## EXERCISE INSTRUCTIONS
Reproduce the records below line for line, without changing a single character.

== INPUT FOR THIS TASK ==

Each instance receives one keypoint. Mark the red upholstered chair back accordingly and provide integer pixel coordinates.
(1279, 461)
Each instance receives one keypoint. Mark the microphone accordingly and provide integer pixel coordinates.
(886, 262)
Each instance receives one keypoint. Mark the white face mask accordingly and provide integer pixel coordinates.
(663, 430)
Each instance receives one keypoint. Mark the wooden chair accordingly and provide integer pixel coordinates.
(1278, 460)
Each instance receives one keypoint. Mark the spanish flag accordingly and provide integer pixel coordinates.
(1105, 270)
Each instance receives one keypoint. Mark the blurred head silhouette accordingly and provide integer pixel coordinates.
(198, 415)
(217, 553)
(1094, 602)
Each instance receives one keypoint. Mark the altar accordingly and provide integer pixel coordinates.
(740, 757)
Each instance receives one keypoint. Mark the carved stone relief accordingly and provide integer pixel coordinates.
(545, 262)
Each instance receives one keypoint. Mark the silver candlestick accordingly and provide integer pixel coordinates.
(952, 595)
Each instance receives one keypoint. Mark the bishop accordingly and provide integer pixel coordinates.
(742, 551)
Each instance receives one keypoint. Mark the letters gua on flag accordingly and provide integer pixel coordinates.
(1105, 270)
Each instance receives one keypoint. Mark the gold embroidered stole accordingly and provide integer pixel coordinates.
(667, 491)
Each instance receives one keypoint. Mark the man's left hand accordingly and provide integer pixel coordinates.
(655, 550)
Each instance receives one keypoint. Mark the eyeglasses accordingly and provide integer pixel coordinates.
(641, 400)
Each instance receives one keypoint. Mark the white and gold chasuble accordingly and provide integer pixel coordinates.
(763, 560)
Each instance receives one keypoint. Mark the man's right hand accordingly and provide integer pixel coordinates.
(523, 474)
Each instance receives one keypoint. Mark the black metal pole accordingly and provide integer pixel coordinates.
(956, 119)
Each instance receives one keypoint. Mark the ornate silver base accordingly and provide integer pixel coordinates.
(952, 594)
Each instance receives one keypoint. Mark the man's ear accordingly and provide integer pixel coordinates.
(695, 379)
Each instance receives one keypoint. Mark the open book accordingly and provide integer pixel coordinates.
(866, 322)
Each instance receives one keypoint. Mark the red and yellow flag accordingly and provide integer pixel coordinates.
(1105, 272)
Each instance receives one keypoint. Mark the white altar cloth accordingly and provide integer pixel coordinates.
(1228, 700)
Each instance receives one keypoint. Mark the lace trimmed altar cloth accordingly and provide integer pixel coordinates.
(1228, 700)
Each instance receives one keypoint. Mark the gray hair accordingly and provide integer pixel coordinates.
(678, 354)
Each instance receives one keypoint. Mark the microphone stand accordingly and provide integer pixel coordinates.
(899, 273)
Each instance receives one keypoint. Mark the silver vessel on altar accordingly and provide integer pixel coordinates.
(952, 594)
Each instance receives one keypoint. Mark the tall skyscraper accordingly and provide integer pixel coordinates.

===

## THE SOLUTION
Each instance receives one keypoint. Mark the red upholstered chair back accordingly and provide integer pixel coordinates.
(1279, 461)
Each instance receives one keypoint. Mark the microphone accordingly and provide integer pixel coordinates.
(886, 262)
Each instance receives one keypoint. Mark the white face mask accordingly and provide integer pixel coordinates.
(663, 430)
Each instance receives one keypoint. Mark the wooden chair accordingly and provide integer pixel coordinates.
(1278, 460)
Each instance receives one keypoint. Mark the spanish flag accordingly and provide integer pixel coordinates.
(1105, 270)
Each instance receives one keypoint. Mark the blurred head silhouette accordingly and provide integer pixel coordinates.
(198, 415)
(217, 553)
(1094, 602)
Each instance receives one keypoint. Mark the altar accordingly and provide integer pixel coordinates.
(740, 757)
Each instance receives one keypoint. Mark the carved stone relief accordingly and provide integer pixel coordinates.
(545, 262)
Each instance receives one keypoint. Mark the silver candlestick accordingly and provide integer pixel coordinates.
(952, 595)
Each instance receives one keypoint. Mark the bishop accordingly and provide integer pixel coordinates.
(742, 551)
Each instance receives one keypoint. Mark the letters gua on flag accordingly and provide integer pixel coordinates.
(1105, 270)
Each instance receives one keypoint. Mark the gold embroidered stole accordingly and provide integer pixel coordinates.
(667, 491)
Each instance receives one keypoint. Mark the man's left hand accordingly and provide integer pixel coordinates.
(655, 550)
Each instance receives one keypoint. Mark the eyeglasses accordingly and provide integer pixel coordinates.
(641, 400)
Each instance receives one keypoint. Mark the white and gold chasuble accordingly and provide integer pixel coordinates.
(763, 560)
Each instance receives one keypoint. Mark the man's right hand accordingly and provide integer pixel coordinates.
(523, 474)
Each instance receives one keypoint. Mark the black metal pole accordingly and provide integer pixel coordinates.
(956, 119)
Each instance receives one keypoint. Mark the ornate silver base accordingly and provide integer pixel coordinates.
(952, 594)
Each instance receives one keypoint. Mark the man's ear accordingly and provide integer pixel coordinates.
(695, 379)
Each instance receives one keypoint. Mark the open book accordingly and provide integer pixel coordinates.
(866, 322)
Each instance receives one keypoint. Mark the red and yellow flag accordingly and provide integer pixel coordinates.
(1105, 272)
Each instance receives one keypoint. Mark the white altar cloth accordingly and provide integer pixel coordinates.
(1228, 700)
Each instance receives one keypoint. Mark the lace trimmed altar cloth accordingly and provide integer pixel coordinates.
(1228, 700)
Each instance receives one keypoint. Mark the gray hair accordingly and provide integer pixel coordinates.
(678, 354)
Each instance receives one keypoint. Mark the microphone stand accordingly and provide integer pixel coordinates.
(899, 273)
Each instance receives one keypoint. Mark the silver vessel on altar accordingly and provide integer pixel coordinates.
(952, 594)
Each instance receives one keypoint. Mark the tall skyscraper accordingly and provide integer pixel coordinates.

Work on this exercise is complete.